Source passage:
The Valley of Shadows (2014)
This expansion consists of 20 cards, mostly playing cards and several new character cards. First unofficial version was released in September 2011 in Czechia and Slovakia. It was officially released on October 16, 2014 by the Czech editor ALBI check ALBI webpage.

5 new characters:
 Lemonade Jim – Lemonade Joe (fictional character) – Each time another player plays a "Beer" card, Jim may discard a card to regain 1 life point. (4 life points)
 Henry Block – Each time another player discards or draws a card from Henry's hand or in front him, that player is the target of a "Bang!" (4 life points)
 Evelyn Shebang – She may decide not to draw some number of cards in her draw phase. For each card skipped, she shoots a "Bang!" at a different target in reachable distance. (4 life points)
 Colorado Bill – Each time he plays a "Bang!" card, he does a "Draw!"; on Spades, the shot cannot be "Missed!". (4 life points)

Complete the following:
A. Which characters in the Valley of Shadows passage are given a life-point total?
B. Rewrite the part of the Valley of Shadows passage that opens with the words containing "The Valley of" and closes with "distance. (4 life points)", putting "opponent" in place of "target".

Entries from a point annotation set:
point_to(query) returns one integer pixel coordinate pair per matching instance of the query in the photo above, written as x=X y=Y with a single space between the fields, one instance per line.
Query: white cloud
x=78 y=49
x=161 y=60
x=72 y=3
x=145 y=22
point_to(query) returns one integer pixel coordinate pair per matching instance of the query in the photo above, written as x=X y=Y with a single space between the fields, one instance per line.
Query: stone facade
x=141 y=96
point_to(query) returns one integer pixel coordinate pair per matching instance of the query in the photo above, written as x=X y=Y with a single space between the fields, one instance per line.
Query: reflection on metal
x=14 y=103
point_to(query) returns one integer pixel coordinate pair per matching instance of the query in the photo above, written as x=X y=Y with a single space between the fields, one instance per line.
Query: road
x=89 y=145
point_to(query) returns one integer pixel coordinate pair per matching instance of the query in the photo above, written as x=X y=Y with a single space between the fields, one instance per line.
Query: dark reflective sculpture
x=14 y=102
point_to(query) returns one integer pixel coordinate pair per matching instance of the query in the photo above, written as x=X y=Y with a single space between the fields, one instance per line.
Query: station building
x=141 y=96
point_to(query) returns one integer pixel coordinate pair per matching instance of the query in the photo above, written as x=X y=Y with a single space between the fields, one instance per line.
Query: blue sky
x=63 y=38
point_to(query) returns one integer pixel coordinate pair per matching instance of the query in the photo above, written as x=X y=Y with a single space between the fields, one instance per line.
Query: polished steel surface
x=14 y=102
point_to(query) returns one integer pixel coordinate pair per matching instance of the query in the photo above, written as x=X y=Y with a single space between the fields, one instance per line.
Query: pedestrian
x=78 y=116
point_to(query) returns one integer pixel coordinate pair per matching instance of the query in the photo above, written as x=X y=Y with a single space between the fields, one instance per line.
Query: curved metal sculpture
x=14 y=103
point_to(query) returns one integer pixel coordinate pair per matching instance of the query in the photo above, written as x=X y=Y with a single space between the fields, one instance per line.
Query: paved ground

Responses in order:
A. Lemonade Jim, Henry Block, Evelyn Shebang, Colorado Bill

B.
The Valley of Shadows (2014)
This expansion consists of 20 cards, mostly playing cards and several new character cards. First unofficial version was released in September 2011 in Czechia and Slovakia. It was officially released on October 16, 2014 by the Czech editor ALBI check ALBI webpage.

5 new characters:
 Lemonade Jim – Lemonade Joe (fictional character) – Each time another player plays a "Beer" card, Jim may discard a card to regain 1 life point. (4 life points)
 Henry Block – Each time another player discards or draws a card from Henry's hand or in front him, that player is the opponent of a "Bang!" (4 life points)
 Evelyn Shebang – She may decide not to draw some number of cards in her draw phase. For each card skipped, she shoots a "Bang!" at a different opponent in reachable distance. (4 life points)